• TASK STATEMENT
Translate this sentence from the court opinion into Spanish: "There was a breach of the duty, which the law imposed upon defendants, and evidence from which the jury could find that this breach of duty was the proximate cause of plaintiff's injury."

• TEXT SECTION
╔══

There is no evidence from which the jury could find that plaintiff knew, when he went to the place at which he was injured that the laborers were pitching bricks from the balcony, ten feet above the floor on which he was to work, to the scaffold, seven feet above the balcony and thus 17 feet above plaintiff. Nor is there evidence that the laborers knew at the time they were engaged in pitching the bricks that plaintiff had been assigned to work at a place not more than ten feet from the wall on which the brickmasons were at work. There is evidence that the foreman, under whose direction both the plaintiff and the laborers were at work, had full knowledge of the work in which these employees were respectively engaged. With this knowledge, the foreman required, or at least permitted the respective work to continue.
It is conceded, of course, that upon the facts established by the evidence, defendants owed plaintiff the duty "to exercise reasonable care to provide the plaintiff a reasonably safe and suitable place in which to work," and that a failure to perform this duty, resulting directly and proximately in injury to plaintiff, would be actionable negligence. Ramsbottom v. R. R., 138 N.C. 39, and cases cited in 2d Anno. Ed. It cannot be held, where defendants assigned plaintiff to work at a place not more than 10 feet from a brick wall of a building in process of construction, while laborers were pitching bricks from a balcony against said wall, 10 feet above the floor of the building, to a scaffold 7 feet above the balcony, to other laborers — the distance from the hands of the laborers who were pitching the bricks to the hands of laborers whose duty it was to catch them being from 18 inches to 2 feet — that there was a compliance by defendants with the law as repeatedly declared by this Court, and by courts of other jurisdictions, which administer law founded upon sound principles and constantly developing to meet the growing complexities of human relationships. There was a breach of the duty, which the law imposed upon defendants, and evidence from which the jury could find that this breach of duty was the proximate cause of plaintiff's injury. Assignments of error, based upon exceptions to the refusal of the court to allow the motion of nonsuit, and to give the peremptory instructions as requested by defendants, cannot be sustained.

╚══

• DATA SEGMENT
╔══

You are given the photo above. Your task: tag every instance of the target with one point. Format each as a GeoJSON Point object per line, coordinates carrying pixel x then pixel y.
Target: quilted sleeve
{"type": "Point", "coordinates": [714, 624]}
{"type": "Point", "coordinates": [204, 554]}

╚══

• EXERCISE RESPONSE
Hubo un incumplimiento del deber que la ley imponía a los demandados, y pruebas a partir de las cuales el jurado podía determinar que este incumplimiento del deber fue la causa próxima de la lesión del demandante.